(Annotated coordinate records)
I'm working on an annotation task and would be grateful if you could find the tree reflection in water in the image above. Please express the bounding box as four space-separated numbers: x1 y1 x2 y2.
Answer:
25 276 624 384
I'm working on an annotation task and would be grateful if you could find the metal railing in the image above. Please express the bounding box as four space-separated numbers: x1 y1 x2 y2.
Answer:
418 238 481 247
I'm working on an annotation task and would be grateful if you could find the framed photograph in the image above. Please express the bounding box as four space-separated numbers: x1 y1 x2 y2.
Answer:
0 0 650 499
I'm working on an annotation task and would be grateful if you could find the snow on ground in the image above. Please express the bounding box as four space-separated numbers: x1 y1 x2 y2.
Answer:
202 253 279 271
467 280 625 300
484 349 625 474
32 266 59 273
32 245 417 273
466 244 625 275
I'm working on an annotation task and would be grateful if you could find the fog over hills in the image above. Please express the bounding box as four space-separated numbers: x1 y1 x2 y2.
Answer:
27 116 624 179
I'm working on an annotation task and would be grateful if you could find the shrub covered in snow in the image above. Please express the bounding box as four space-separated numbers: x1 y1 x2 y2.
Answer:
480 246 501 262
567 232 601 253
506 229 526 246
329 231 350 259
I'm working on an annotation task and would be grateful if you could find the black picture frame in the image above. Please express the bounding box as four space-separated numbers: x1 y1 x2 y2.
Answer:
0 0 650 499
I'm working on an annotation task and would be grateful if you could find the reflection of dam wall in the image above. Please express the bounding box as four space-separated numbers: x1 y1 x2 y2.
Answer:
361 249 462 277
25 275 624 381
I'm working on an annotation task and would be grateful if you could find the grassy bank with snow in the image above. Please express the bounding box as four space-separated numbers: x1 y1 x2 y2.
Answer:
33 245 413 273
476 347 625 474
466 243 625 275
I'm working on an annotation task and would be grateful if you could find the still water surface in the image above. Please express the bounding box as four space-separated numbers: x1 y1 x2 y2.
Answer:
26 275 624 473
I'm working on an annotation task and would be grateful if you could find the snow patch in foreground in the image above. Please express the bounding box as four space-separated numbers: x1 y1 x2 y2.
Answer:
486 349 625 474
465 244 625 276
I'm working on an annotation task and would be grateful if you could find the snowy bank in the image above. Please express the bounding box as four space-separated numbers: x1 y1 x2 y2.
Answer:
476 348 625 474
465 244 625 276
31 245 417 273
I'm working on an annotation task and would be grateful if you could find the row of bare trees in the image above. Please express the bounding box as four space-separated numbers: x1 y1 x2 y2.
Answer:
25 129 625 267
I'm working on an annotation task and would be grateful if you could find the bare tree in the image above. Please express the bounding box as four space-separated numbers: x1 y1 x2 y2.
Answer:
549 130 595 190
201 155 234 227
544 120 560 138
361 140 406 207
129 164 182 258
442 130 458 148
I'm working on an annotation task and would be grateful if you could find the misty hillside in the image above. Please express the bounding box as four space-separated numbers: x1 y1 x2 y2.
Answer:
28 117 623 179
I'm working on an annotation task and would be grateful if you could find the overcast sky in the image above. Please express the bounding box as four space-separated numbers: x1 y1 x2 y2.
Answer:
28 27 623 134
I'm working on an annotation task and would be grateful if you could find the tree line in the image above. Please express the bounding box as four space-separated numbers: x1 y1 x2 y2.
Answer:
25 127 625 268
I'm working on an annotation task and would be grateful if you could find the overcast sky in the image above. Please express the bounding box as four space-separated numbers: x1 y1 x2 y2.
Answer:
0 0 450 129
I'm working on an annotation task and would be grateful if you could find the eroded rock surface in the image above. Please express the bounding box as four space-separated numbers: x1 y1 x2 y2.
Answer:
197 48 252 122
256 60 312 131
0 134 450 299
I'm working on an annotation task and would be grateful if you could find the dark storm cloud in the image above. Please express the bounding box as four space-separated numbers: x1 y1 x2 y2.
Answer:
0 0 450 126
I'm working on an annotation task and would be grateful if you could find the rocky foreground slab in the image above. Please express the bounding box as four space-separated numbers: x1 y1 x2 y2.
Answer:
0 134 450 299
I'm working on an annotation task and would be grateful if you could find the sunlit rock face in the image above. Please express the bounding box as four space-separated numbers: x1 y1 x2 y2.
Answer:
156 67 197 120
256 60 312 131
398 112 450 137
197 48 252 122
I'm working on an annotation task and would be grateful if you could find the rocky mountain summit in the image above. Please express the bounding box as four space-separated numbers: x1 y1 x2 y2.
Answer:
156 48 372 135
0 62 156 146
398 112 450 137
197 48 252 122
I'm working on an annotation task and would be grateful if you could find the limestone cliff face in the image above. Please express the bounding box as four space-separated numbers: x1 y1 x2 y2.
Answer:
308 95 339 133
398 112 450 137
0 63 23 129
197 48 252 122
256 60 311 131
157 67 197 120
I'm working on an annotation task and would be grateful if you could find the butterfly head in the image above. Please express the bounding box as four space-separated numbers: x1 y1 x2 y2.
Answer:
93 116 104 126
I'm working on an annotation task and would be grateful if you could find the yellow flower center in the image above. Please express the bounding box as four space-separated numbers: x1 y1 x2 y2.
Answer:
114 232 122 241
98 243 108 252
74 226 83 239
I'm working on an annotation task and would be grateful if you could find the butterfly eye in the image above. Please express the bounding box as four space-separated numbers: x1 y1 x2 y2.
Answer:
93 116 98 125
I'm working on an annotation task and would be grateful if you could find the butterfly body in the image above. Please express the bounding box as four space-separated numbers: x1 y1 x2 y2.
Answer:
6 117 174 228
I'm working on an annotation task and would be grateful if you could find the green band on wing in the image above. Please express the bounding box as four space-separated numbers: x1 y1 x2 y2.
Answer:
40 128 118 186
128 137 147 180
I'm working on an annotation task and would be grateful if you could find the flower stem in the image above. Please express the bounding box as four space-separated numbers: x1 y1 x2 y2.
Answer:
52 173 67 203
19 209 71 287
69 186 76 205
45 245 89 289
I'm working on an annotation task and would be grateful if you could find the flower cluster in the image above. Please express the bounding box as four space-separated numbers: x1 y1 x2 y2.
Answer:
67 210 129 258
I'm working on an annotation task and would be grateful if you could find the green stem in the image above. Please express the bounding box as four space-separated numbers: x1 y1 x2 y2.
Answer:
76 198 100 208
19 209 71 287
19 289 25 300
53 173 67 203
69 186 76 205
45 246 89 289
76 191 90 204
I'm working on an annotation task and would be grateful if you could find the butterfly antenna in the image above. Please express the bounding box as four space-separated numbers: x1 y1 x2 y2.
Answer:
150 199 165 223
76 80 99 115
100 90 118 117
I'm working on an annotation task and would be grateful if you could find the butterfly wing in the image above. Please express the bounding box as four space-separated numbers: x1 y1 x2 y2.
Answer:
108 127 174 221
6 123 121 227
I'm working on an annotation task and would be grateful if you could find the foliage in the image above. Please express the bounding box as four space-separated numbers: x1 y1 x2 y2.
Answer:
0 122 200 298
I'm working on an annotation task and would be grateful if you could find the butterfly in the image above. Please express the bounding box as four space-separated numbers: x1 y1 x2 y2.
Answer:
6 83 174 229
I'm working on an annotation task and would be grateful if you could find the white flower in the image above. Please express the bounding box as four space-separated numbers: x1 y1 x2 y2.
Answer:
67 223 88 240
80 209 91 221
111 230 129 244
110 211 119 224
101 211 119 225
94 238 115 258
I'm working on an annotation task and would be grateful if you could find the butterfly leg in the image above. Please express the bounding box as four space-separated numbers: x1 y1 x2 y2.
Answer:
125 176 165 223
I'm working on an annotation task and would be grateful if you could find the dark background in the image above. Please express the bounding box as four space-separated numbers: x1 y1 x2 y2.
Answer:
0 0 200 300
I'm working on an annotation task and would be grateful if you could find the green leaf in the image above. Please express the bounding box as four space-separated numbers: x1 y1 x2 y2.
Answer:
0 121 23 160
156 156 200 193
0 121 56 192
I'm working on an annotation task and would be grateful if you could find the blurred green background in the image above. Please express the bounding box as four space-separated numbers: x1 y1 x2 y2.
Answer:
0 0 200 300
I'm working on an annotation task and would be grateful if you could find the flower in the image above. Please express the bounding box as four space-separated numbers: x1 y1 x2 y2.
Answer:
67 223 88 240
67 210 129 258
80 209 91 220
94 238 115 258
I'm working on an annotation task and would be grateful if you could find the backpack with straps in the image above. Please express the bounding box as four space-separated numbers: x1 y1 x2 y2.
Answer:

(Goal):
Return the lines of the records from the start through the line containing "466 244 625 275", both ends included.

(Reply):
I'm working on an annotation task and would be grateful if you could find the tree reflection in water in the image above. Please express the bounding box as four space-separated numbers: x1 y1 x2 y2.
Answer:
25 276 624 384
I'm working on an annotation task and would be grateful if you could find the metal railing in the image above. Please express the bounding box as four space-separated numbers: x1 y1 x2 y2.
Answer:
418 238 481 247
I'm working on an annotation task and would be grateful if you could find the framed photograph in the image above. Please express the bounding box as four space-separated numbers: x1 y1 x2 y2.
Answer:
0 0 650 499
I'm working on an annotation task and would be grateful if you could find the snow on ground in the image above. Please express the bounding box as four space-separated numbers: x1 y1 x2 y2.
Answer:
202 253 279 271
467 280 625 300
484 349 625 474
32 266 59 273
32 245 417 273
466 244 625 275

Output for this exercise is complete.